┌────────

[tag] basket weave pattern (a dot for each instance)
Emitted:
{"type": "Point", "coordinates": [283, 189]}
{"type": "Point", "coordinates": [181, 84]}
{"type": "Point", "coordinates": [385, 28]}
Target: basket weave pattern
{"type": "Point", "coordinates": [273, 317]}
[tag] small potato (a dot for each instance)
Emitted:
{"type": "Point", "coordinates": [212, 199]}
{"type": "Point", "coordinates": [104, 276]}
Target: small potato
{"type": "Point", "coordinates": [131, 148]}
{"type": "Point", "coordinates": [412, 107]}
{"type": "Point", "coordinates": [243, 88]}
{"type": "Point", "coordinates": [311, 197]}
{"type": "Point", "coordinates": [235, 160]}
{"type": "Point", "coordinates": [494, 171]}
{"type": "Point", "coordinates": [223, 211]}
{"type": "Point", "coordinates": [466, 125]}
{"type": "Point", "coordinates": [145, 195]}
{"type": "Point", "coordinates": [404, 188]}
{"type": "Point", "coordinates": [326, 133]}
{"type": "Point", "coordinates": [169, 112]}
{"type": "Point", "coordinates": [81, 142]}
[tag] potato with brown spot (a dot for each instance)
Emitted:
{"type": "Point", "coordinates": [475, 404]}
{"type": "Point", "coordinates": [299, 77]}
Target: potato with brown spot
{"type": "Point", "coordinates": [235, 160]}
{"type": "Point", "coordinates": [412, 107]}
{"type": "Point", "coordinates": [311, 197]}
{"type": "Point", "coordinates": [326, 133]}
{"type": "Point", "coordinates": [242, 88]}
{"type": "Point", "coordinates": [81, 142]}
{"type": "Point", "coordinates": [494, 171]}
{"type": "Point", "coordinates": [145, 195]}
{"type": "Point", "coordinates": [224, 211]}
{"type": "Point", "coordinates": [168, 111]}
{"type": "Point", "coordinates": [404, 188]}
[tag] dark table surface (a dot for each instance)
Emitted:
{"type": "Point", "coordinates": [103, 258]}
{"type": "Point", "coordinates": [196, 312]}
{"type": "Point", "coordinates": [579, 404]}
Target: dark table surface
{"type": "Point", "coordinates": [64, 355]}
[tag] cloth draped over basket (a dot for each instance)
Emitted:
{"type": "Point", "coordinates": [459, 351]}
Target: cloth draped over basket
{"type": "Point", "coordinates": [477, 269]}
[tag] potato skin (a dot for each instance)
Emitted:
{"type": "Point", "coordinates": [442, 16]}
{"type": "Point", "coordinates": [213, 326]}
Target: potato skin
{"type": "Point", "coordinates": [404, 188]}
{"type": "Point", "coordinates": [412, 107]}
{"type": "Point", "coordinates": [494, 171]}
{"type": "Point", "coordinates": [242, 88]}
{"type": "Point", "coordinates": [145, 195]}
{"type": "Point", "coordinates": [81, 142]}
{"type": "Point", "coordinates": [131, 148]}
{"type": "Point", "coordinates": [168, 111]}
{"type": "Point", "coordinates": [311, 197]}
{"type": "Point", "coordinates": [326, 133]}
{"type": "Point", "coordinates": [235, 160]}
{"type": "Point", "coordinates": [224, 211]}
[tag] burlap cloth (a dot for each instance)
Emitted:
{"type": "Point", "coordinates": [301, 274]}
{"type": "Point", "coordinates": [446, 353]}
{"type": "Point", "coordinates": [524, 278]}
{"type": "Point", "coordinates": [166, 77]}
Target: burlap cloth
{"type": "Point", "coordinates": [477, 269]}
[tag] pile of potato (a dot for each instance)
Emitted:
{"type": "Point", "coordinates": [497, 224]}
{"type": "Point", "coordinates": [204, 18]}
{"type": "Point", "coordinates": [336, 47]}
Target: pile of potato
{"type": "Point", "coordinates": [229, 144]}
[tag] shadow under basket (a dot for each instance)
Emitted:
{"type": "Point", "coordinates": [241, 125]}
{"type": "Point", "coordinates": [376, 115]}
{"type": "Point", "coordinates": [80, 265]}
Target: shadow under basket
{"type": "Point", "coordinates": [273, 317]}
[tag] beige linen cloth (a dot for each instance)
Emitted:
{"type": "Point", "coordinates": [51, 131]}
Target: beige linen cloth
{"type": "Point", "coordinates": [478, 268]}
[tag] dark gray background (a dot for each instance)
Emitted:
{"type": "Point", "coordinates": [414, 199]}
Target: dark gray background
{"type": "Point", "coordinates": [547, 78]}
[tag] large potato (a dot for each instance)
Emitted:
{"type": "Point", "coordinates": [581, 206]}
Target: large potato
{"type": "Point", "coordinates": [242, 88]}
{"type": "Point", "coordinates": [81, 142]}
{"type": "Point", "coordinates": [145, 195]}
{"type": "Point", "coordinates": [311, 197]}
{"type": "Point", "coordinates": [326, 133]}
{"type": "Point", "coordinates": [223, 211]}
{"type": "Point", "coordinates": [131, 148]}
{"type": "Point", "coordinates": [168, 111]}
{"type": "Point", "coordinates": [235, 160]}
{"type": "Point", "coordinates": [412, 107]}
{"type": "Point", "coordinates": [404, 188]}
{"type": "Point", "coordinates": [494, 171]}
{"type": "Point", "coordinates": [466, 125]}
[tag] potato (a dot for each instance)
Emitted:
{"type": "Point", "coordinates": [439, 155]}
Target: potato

└────────

▸ **What is expected**
Could you produce an exact copy of the whole listing?

▸ **Response for this exercise**
[tag] basket weave pattern (a dot for each instance)
Emitted:
{"type": "Point", "coordinates": [283, 189]}
{"type": "Point", "coordinates": [181, 84]}
{"type": "Point", "coordinates": [385, 28]}
Target: basket weave pattern
{"type": "Point", "coordinates": [273, 317]}
[tag] small potato (a dot for each instance)
Emitted:
{"type": "Point", "coordinates": [212, 199]}
{"type": "Point", "coordinates": [104, 276]}
Target: small potato
{"type": "Point", "coordinates": [131, 148]}
{"type": "Point", "coordinates": [412, 107]}
{"type": "Point", "coordinates": [243, 88]}
{"type": "Point", "coordinates": [311, 197]}
{"type": "Point", "coordinates": [235, 160]}
{"type": "Point", "coordinates": [494, 171]}
{"type": "Point", "coordinates": [223, 211]}
{"type": "Point", "coordinates": [466, 125]}
{"type": "Point", "coordinates": [145, 195]}
{"type": "Point", "coordinates": [404, 188]}
{"type": "Point", "coordinates": [326, 133]}
{"type": "Point", "coordinates": [169, 112]}
{"type": "Point", "coordinates": [81, 142]}
[tag] potato with brown spot (a dot for each instance)
Emitted:
{"type": "Point", "coordinates": [475, 404]}
{"type": "Point", "coordinates": [299, 77]}
Target: potato with brown spot
{"type": "Point", "coordinates": [235, 160]}
{"type": "Point", "coordinates": [412, 107]}
{"type": "Point", "coordinates": [311, 197]}
{"type": "Point", "coordinates": [326, 133]}
{"type": "Point", "coordinates": [242, 88]}
{"type": "Point", "coordinates": [81, 142]}
{"type": "Point", "coordinates": [494, 171]}
{"type": "Point", "coordinates": [145, 195]}
{"type": "Point", "coordinates": [224, 211]}
{"type": "Point", "coordinates": [168, 111]}
{"type": "Point", "coordinates": [404, 188]}
[tag] dark table surface (a dot for each instance)
Emitted:
{"type": "Point", "coordinates": [103, 258]}
{"type": "Point", "coordinates": [196, 312]}
{"type": "Point", "coordinates": [579, 404]}
Target: dark table surface
{"type": "Point", "coordinates": [64, 355]}
[tag] cloth draped over basket (a dot for each instance)
Emitted:
{"type": "Point", "coordinates": [459, 351]}
Target: cloth draped over basket
{"type": "Point", "coordinates": [477, 269]}
[tag] potato skin (a dot for each instance)
Emitted:
{"type": "Point", "coordinates": [442, 16]}
{"type": "Point", "coordinates": [213, 326]}
Target: potato skin
{"type": "Point", "coordinates": [404, 188]}
{"type": "Point", "coordinates": [412, 107]}
{"type": "Point", "coordinates": [494, 171]}
{"type": "Point", "coordinates": [242, 88]}
{"type": "Point", "coordinates": [145, 195]}
{"type": "Point", "coordinates": [81, 142]}
{"type": "Point", "coordinates": [131, 148]}
{"type": "Point", "coordinates": [168, 111]}
{"type": "Point", "coordinates": [311, 197]}
{"type": "Point", "coordinates": [326, 133]}
{"type": "Point", "coordinates": [235, 160]}
{"type": "Point", "coordinates": [224, 211]}
[tag] burlap cloth (a dot for each instance)
Emitted:
{"type": "Point", "coordinates": [301, 274]}
{"type": "Point", "coordinates": [446, 353]}
{"type": "Point", "coordinates": [524, 278]}
{"type": "Point", "coordinates": [166, 77]}
Target: burlap cloth
{"type": "Point", "coordinates": [477, 269]}
[tag] pile of potato (a dot for each instance)
Emitted:
{"type": "Point", "coordinates": [497, 224]}
{"type": "Point", "coordinates": [204, 18]}
{"type": "Point", "coordinates": [336, 47]}
Target: pile of potato
{"type": "Point", "coordinates": [229, 144]}
[tag] shadow under basket (a dot for each instance)
Emitted:
{"type": "Point", "coordinates": [241, 125]}
{"type": "Point", "coordinates": [376, 115]}
{"type": "Point", "coordinates": [80, 265]}
Target: shadow under basket
{"type": "Point", "coordinates": [273, 317]}
[tag] beige linen cloth (a dot for each instance)
Emitted:
{"type": "Point", "coordinates": [51, 131]}
Target: beige linen cloth
{"type": "Point", "coordinates": [478, 268]}
[tag] dark gray background (a dot for each instance)
Emitted:
{"type": "Point", "coordinates": [414, 199]}
Target: dark gray background
{"type": "Point", "coordinates": [547, 78]}
[tag] large potato (a dot for each instance)
Emitted:
{"type": "Point", "coordinates": [581, 206]}
Target: large potato
{"type": "Point", "coordinates": [242, 88]}
{"type": "Point", "coordinates": [81, 142]}
{"type": "Point", "coordinates": [145, 195]}
{"type": "Point", "coordinates": [311, 197]}
{"type": "Point", "coordinates": [326, 133]}
{"type": "Point", "coordinates": [223, 211]}
{"type": "Point", "coordinates": [131, 148]}
{"type": "Point", "coordinates": [168, 111]}
{"type": "Point", "coordinates": [235, 160]}
{"type": "Point", "coordinates": [412, 107]}
{"type": "Point", "coordinates": [404, 188]}
{"type": "Point", "coordinates": [494, 171]}
{"type": "Point", "coordinates": [466, 125]}
[tag] potato (a dot for each instance)
Emitted:
{"type": "Point", "coordinates": [439, 155]}
Target: potato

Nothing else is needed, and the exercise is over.